------ Source text

Oh, to be a fly on the wall in her agent John Noel’s office these past days. (Take a look at the intro to that website). It would be fascinating to hear the discussions and ideas being floated to re-boot the Jade “brand”. I bet Noel has never worked harder for his 20%. It was reported yesterday that Jade could fly to India next week, although apparently her visa application is on hold and being discussed at the “highest levels”. I pray to the big, racially neutral and politically correct poppadom god in the sky that the trip goes ahead. It could provide some of the most unintentionally funny copy, photo shoots and headlines of any envoy mission from the British Empire. As Jade is greeted by an angry mob (well, five bemused passers-by and 200 journalists), I think the papers will have a field day, from the red tops involved in the big money (all to charity, mind) buy-up, to the serious diplomatic writers of the heavies. What chance The Sun will come up with something along the lines of “Jade Tikka-d Off By India”?

Tuesday, January 23, 2007

Sally Cards Plug

URGENT PERSONAL PUBLICITY WARNING. Please be aware that the following blog features a Blatant Plug for a product created by and owned by me with the sole intention to begin promoting it herewith. In the world of journalism and PR, this would be described as “pre-publicity” because the products are not even out yet. Please do not read on if you are easily offended by bare-faced publicity that is not masked by someone pretending to talk about something else while holding up a CD, a book, or reciting the booking number for a theatre. What follows is unrefined, arm-over-the-shoulder, self-back-slapping publicity.

I have just got the first retail order for 'SALLY', my first and utterly brilliant greeting card range. It has come from the equally brilliant card shop chain Paper Passions which will display these delightfully wry and irreverently amusing cards at its Kings Road branch and other London outlets. Considering that Paper Passions is the first shop I have approached, I am delighted to report a 100% success rate. I am mildly excited, which is an emotion I keep to a minimum in moments of baseless optimism. 'Sally' will become a global brand (no irony intended) soon after she is officially launched at the utterly brilliant Spring Fair trade show at Birmingham’s NEC on 3rd February.

Talking exclusively to his own tape recorder, Rob McGibbon garbled: “I am delighted to be successfully aligned with such an iconic - if, as yet unknown - creation as ‘Sally’ and fully believe that in Paper Passions we have found genuine cross-fertilised synchronicity with oceans of blue sky ahead of us for this venture. Most of all I would like to thank…” Drrrrrrrrrrrr. LOW BATT.

------------
------ Given records

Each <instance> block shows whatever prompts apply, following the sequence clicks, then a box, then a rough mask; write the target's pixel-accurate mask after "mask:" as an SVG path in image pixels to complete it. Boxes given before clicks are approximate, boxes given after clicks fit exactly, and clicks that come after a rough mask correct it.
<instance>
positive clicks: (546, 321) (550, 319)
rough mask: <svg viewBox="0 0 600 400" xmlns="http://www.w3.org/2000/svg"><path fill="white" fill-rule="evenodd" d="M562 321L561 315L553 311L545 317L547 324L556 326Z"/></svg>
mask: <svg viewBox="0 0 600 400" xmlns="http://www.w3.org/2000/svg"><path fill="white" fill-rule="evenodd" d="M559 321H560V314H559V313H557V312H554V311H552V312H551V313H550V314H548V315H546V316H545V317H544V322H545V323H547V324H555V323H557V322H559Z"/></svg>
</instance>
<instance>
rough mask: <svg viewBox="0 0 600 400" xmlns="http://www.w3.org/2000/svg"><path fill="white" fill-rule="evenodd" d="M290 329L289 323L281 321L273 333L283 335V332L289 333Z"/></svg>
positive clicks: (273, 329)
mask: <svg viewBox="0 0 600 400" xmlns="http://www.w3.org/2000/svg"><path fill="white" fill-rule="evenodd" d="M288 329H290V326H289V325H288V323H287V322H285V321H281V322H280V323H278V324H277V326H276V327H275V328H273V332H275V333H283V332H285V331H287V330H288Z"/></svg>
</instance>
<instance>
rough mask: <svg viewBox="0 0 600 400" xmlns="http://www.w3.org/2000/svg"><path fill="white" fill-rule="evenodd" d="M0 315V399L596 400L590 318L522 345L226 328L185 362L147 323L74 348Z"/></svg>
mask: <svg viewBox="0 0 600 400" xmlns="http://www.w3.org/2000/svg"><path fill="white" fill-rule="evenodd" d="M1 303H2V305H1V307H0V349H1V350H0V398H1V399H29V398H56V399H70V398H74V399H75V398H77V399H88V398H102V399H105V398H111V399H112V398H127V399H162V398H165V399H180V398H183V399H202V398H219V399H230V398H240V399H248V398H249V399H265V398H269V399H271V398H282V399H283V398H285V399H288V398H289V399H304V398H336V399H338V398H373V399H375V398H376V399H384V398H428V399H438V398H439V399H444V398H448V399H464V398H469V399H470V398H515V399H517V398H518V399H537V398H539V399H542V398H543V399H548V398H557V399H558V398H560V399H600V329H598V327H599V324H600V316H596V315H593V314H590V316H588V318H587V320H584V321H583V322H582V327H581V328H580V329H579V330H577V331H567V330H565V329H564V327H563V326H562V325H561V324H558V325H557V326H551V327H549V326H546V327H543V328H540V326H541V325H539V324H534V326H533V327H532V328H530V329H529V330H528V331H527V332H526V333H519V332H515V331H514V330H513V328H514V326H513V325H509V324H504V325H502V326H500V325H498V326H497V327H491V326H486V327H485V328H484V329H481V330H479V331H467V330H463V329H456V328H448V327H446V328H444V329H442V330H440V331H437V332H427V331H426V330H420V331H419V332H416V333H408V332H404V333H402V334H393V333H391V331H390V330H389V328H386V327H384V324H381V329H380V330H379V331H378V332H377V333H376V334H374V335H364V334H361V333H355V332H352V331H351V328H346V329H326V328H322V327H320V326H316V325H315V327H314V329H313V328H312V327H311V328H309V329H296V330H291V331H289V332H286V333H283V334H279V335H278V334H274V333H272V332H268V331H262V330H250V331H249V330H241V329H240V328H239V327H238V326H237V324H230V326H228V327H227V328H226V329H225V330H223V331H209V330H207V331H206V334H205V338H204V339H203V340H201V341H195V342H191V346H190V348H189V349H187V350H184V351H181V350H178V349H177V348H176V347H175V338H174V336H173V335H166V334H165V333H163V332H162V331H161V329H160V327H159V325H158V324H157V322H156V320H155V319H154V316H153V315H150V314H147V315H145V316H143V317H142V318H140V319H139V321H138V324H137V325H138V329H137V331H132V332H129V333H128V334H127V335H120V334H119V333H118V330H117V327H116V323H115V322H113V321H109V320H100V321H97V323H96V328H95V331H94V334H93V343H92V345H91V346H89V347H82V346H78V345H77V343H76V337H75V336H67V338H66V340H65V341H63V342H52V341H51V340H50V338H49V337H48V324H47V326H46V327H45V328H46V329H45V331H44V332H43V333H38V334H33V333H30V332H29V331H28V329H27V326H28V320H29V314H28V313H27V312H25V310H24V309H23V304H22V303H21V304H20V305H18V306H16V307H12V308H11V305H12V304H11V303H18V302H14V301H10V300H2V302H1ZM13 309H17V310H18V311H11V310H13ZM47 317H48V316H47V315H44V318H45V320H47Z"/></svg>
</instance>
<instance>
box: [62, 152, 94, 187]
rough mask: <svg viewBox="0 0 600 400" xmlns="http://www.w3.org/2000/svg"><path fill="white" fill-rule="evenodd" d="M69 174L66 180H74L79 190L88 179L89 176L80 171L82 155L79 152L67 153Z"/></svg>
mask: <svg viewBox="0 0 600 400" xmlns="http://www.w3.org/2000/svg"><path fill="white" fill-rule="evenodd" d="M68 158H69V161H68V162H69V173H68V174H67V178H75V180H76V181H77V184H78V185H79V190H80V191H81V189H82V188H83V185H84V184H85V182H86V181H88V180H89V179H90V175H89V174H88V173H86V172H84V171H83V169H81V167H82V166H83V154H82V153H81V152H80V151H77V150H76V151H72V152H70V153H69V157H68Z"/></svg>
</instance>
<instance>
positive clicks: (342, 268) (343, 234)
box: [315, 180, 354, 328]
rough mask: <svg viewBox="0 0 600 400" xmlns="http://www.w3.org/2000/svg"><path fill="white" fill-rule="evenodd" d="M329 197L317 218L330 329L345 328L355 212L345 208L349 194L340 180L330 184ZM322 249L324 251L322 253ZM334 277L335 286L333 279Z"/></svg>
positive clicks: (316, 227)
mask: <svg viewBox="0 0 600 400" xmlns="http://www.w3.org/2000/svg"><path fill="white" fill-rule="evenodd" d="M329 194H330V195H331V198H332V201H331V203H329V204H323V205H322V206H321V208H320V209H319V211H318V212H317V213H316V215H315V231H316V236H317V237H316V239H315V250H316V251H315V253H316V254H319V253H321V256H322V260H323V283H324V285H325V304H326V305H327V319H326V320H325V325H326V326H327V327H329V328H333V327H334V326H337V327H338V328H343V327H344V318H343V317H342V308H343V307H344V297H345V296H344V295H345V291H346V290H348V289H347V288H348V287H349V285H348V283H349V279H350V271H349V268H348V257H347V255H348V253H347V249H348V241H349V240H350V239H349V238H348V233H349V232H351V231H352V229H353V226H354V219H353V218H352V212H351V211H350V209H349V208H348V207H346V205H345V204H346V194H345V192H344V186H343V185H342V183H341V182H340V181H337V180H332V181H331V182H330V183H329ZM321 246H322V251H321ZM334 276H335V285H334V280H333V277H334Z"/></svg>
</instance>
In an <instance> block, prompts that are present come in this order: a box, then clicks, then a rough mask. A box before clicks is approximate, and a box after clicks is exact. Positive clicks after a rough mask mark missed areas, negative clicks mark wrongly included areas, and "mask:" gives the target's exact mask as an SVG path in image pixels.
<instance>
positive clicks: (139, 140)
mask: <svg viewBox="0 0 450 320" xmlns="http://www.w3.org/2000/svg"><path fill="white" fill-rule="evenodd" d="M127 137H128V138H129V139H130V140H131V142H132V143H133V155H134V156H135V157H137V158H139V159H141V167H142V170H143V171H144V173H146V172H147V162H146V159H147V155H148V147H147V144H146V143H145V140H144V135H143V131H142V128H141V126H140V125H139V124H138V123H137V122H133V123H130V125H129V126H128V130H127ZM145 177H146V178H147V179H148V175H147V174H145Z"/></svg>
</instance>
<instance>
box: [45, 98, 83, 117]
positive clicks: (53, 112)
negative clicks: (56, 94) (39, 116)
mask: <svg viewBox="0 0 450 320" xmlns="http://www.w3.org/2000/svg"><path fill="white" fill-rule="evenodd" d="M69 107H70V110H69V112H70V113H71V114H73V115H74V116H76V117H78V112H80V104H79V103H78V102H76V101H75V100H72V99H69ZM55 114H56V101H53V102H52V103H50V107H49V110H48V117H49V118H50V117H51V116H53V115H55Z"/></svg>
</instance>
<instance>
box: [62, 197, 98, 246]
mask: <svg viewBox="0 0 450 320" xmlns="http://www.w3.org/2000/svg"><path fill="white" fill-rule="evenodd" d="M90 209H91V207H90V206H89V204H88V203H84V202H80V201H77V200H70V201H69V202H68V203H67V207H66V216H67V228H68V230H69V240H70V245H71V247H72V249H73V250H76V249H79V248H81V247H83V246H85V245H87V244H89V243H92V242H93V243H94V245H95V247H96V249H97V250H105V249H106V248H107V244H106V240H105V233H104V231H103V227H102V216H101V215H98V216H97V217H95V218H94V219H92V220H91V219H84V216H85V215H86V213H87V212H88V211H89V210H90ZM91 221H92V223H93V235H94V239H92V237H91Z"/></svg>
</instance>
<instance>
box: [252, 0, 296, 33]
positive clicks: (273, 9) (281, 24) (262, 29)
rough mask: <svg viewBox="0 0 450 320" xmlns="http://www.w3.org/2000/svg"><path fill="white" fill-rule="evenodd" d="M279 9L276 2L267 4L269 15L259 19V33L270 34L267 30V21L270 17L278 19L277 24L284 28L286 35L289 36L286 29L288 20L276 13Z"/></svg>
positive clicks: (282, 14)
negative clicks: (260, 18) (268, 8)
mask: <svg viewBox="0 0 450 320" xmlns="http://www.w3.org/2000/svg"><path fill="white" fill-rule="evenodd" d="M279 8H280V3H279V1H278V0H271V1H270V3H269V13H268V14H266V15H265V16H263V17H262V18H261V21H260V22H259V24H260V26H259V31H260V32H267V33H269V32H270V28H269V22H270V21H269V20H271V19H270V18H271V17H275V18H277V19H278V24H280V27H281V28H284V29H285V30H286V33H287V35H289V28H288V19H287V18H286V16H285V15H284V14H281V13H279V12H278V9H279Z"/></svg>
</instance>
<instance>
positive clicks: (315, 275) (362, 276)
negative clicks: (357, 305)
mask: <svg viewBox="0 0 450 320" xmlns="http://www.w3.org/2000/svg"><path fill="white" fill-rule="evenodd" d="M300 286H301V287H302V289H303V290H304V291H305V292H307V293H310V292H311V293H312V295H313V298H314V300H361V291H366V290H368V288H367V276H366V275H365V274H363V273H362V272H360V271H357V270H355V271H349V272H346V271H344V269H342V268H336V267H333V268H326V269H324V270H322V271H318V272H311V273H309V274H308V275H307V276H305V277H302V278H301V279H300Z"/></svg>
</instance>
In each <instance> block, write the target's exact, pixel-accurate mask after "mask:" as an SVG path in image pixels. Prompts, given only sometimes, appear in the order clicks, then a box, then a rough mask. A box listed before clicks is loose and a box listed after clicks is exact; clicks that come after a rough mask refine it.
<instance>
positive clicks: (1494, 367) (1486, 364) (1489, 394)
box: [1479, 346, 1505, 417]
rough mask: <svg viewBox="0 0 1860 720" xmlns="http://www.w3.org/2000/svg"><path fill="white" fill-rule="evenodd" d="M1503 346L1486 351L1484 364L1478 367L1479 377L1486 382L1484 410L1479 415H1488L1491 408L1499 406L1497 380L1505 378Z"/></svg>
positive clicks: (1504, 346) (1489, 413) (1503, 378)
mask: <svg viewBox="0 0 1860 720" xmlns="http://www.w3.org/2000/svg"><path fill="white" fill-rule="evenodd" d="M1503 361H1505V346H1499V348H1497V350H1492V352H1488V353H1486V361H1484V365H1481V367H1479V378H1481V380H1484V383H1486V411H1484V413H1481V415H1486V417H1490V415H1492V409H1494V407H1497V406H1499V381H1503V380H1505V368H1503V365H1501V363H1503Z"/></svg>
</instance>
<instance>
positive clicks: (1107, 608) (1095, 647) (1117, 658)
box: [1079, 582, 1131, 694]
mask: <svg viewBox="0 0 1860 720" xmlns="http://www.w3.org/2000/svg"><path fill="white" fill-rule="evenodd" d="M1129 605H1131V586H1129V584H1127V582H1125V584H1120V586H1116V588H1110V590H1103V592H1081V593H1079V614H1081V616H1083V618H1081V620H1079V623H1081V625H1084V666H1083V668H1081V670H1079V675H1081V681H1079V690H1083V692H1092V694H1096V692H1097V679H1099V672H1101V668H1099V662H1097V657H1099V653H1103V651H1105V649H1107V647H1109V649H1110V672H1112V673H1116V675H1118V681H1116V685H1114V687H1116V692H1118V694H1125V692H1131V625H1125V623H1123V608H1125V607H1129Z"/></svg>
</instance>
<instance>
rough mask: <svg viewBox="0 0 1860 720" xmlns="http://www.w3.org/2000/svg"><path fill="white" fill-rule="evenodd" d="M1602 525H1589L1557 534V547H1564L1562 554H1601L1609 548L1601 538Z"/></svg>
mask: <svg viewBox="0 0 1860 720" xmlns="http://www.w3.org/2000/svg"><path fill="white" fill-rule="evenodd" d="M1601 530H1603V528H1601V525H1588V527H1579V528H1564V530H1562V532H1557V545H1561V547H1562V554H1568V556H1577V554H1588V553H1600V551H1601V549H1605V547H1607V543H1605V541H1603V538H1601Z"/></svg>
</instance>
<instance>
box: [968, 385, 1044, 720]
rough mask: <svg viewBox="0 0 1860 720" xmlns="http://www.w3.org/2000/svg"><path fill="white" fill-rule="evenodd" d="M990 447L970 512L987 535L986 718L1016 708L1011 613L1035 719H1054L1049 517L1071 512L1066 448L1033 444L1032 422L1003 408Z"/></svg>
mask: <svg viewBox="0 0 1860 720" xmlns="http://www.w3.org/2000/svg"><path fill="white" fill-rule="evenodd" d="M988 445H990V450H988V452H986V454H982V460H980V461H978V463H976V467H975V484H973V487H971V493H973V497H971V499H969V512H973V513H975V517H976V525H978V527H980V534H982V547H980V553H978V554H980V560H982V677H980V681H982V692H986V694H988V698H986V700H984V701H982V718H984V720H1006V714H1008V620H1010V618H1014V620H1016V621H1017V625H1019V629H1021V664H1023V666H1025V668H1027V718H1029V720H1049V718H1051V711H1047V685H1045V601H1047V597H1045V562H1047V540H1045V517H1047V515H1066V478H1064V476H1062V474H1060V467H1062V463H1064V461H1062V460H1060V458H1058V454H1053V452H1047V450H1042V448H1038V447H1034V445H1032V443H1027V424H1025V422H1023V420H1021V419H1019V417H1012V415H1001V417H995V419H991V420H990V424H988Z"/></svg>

------------

## Your objective:
Carry on the blog post about Jade's possible India trip and the Sally greeting cards from the point where it stops. The items are separate material with no connection to the blog post.

## Task answer:
Thursday, January 18, 2007

Big Bother

Apologies for my absence, but I've been upto my elbows in the silt of my life while clearing out my loft. Heck, the things one keeps and what a bizarre high-speed slide show it is, going through the fragments of your yesteryears. But that subject is for another day. I simply need to quickly blog by on the big bother at Big Brother.

I have traditionally hated BB. I don’t watch it, apart from the odd dip in, like watching my old friend (well, 53!) Carole Malone make her dignified exit. But generally, I don’t watch because I don’t like the way BB makes me feel; it’s all that voyeurism, all those posers, idiots, and all that boredom. I get enough of that interviewing celebrities, so I choose to slump in front of equally crass TV on the other channels.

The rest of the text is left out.